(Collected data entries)
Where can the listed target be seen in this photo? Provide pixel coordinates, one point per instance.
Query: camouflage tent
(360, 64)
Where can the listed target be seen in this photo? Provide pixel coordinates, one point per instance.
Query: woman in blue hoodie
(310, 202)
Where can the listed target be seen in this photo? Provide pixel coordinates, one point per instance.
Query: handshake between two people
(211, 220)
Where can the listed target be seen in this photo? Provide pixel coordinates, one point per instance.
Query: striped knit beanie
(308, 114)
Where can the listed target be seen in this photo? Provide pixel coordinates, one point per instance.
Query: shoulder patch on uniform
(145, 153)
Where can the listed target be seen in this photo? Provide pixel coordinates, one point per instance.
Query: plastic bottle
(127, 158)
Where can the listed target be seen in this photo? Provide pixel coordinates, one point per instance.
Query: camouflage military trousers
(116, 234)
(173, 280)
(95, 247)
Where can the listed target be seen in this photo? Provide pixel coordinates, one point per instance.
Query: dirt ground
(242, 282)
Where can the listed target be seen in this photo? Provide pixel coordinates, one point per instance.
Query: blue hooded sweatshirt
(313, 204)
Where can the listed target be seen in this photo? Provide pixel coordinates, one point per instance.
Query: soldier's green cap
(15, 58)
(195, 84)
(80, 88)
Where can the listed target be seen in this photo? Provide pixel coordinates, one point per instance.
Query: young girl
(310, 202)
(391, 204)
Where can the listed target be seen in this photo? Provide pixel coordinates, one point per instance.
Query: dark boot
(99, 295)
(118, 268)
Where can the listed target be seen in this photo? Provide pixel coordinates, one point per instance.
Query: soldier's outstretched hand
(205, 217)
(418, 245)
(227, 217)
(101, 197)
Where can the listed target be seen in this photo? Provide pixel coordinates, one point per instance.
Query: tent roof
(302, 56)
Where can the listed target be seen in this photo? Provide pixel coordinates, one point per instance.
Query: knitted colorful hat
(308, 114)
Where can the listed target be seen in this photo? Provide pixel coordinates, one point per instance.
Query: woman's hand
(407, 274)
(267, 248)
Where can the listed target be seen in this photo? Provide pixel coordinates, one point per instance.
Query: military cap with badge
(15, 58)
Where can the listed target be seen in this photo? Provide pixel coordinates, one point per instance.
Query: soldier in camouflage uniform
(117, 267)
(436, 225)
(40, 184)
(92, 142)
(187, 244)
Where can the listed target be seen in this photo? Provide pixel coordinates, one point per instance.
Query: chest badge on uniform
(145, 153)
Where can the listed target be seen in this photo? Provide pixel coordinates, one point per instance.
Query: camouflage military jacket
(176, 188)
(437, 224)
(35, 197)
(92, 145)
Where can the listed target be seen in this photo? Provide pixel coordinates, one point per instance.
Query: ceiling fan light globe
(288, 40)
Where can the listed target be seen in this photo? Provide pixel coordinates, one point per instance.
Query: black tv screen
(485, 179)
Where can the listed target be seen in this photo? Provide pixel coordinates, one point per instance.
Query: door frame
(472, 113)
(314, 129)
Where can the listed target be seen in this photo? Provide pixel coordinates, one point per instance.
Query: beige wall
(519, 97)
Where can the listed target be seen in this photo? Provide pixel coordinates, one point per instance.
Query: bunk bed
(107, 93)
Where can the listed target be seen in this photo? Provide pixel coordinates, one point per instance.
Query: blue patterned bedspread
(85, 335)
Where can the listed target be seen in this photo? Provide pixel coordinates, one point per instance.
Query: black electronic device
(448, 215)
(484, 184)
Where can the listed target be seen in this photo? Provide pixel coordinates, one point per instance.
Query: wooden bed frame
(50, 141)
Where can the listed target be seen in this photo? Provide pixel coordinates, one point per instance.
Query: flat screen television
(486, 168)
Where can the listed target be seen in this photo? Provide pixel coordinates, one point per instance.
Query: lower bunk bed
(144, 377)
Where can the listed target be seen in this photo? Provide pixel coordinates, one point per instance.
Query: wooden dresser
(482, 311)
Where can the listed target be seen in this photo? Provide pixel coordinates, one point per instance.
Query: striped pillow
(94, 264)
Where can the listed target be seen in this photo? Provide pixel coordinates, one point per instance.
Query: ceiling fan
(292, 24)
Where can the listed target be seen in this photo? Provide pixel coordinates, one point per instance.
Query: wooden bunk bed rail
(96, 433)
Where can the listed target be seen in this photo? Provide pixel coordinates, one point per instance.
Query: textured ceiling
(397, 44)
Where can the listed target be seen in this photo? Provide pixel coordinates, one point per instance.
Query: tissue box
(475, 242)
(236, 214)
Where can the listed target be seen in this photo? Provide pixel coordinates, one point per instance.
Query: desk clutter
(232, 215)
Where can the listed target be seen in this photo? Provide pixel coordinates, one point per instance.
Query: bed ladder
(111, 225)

AIM
Please return the data above exactly as given.

RESPONSE TO THIS EXERCISE
Where can the listed target be seen in this photo? Provide pixel coordinates, one point per instance.
Query: camouflage tent
(360, 64)
Where can the listed target be seen in this photo? Provide pixel coordinates, one point per instance.
Query: woman in blue hoodie
(310, 202)
Where can the listed target be seen in this photo? Provide pixel coordinates, one point per instance.
Query: handshake between two people
(211, 220)
Where can the listed target be seen in this photo? Provide pixel coordinates, one point per instance.
Query: striped knit beanie
(308, 114)
Where can the listed target be seen in this photo? Provide pixel coordinates, one point per instance.
Query: shoulder patch on uniform
(145, 153)
Where can the listed target be seen in this photo? Provide pixel coordinates, one point per instance.
Query: plastic bottle
(127, 158)
Where can the listed target be seen in this photo? Provide pixel coordinates, one point per instance.
Query: camouflage military trousers
(116, 234)
(173, 280)
(95, 247)
Where can the listed target be seen in this photo? Provide pixel coordinates, one point per instance.
Query: dirt ground
(242, 282)
Where can the listed target be seen in this photo? Provide pixel coordinates, one point per instance.
Query: blue hooded sweatshirt
(313, 204)
Where can the listed target be seen in this photo? Provide pixel coordinates, one point per instance.
Query: soldier's green cap
(15, 58)
(195, 84)
(80, 88)
Where can the listed target be seen in this photo? Provide pixel coordinates, one point per instance.
Query: young girl
(310, 202)
(391, 204)
Where can the listed target be seen in this photo? Provide pixel coordinates, one point per instance.
Query: dark boot
(99, 295)
(118, 268)
Where can the listed target be seen in this photo? Provide pixel coordinates, one point per instance.
Query: soldier's outstretched hand
(205, 217)
(418, 245)
(227, 217)
(101, 197)
Where can the listed target be seen in this photo? Provide pixel coordinates, one point per instance.
Query: tent roof
(302, 56)
Where can the listed target be seen in this photo? Provide pixel coordinates, one point per instance.
Query: knitted colorful hat
(308, 114)
Where can the listed target be seen in this photo? Provide pixel coordinates, one point per instance.
Query: woman's hand
(407, 274)
(267, 248)
Where can the listed target be seen in this photo? Provide pixel coordinates, one point per instance.
Query: military cap with badge
(15, 58)
Where can the listed target be seen in this photo? Provide pixel coordinates, one point per instance.
Query: soldier in camouflage uniform
(117, 267)
(436, 225)
(40, 184)
(92, 142)
(187, 244)
Where can the listed target be seen in this photo? Provide pixel coordinates, one point per instance.
Query: chest badge on uniform
(145, 153)
Where can the listed target be seen in this photo? Provide pixel coordinates, one point per instance.
Query: camouflage military jacket
(176, 188)
(437, 224)
(35, 197)
(92, 145)
Where can the listed target be seen in this photo? Provide pixel coordinates, one point per instance.
Query: ceiling fan light globe
(288, 40)
Where can the listed target be seen in this photo? Provide pixel coordinates, one point per instance.
Query: black tv screen
(485, 179)
Where can the listed target be seen in this photo? Provide pixel coordinates, one point per instance.
Query: door frame
(472, 113)
(314, 129)
Where can the listed target be seen in this photo? Provide pixel coordinates, one point per instance.
Query: beige wall
(519, 97)
Where can the listed target be seen in this photo? Provide pixel coordinates, one point per instance.
Query: bunk bed
(107, 93)
Where can the listed target be seen in this photo? Provide pixel coordinates, one point per instance.
Query: blue patterned bedspread
(85, 335)
Where can the listed target be seen in this photo? Provide pixel coordinates, one point per instance.
Query: black electronic device
(448, 215)
(484, 184)
Where can the listed target be seen in this photo? Provide pixel coordinates, one point per instance.
Query: wooden bed frame
(50, 141)
Where can the listed target be seen in this photo? Provide pixel coordinates, one point per instance.
Query: flat screen television
(486, 168)
Where can the listed target be seen in this photo? Provide pixel coordinates, one point per instance.
Query: lower bunk bed
(144, 377)
Where can the listed target be seen in this photo? Provide pixel coordinates, one point per instance.
Query: wooden dresser
(482, 311)
Where can the listed target be seen in this photo? Provide pixel coordinates, one point per instance.
Query: striped pillow
(94, 264)
Where can the listed target be seen in this photo? Provide pixel coordinates, one point per instance.
Query: ceiling fan
(292, 24)
Where can the listed target be seen in this photo? Provide pixel coordinates, one point per instance.
Query: wooden bunk bed rail
(96, 433)
Where can the listed target be seen in this photo? Provide pixel coordinates, one point per instance.
Query: textured ceiling
(397, 44)
Where can the listed target be seen in this photo? Provide pixel coordinates, one point per instance.
Query: tissue box
(475, 242)
(236, 214)
Where can the listed target be seen in this photo? Provide pixel coordinates, one point per instance.
Query: desk clutter
(232, 215)
Where can the listed target be seen in this photo? Provide pixel coordinates, one point per instance.
Query: bed ladder
(111, 225)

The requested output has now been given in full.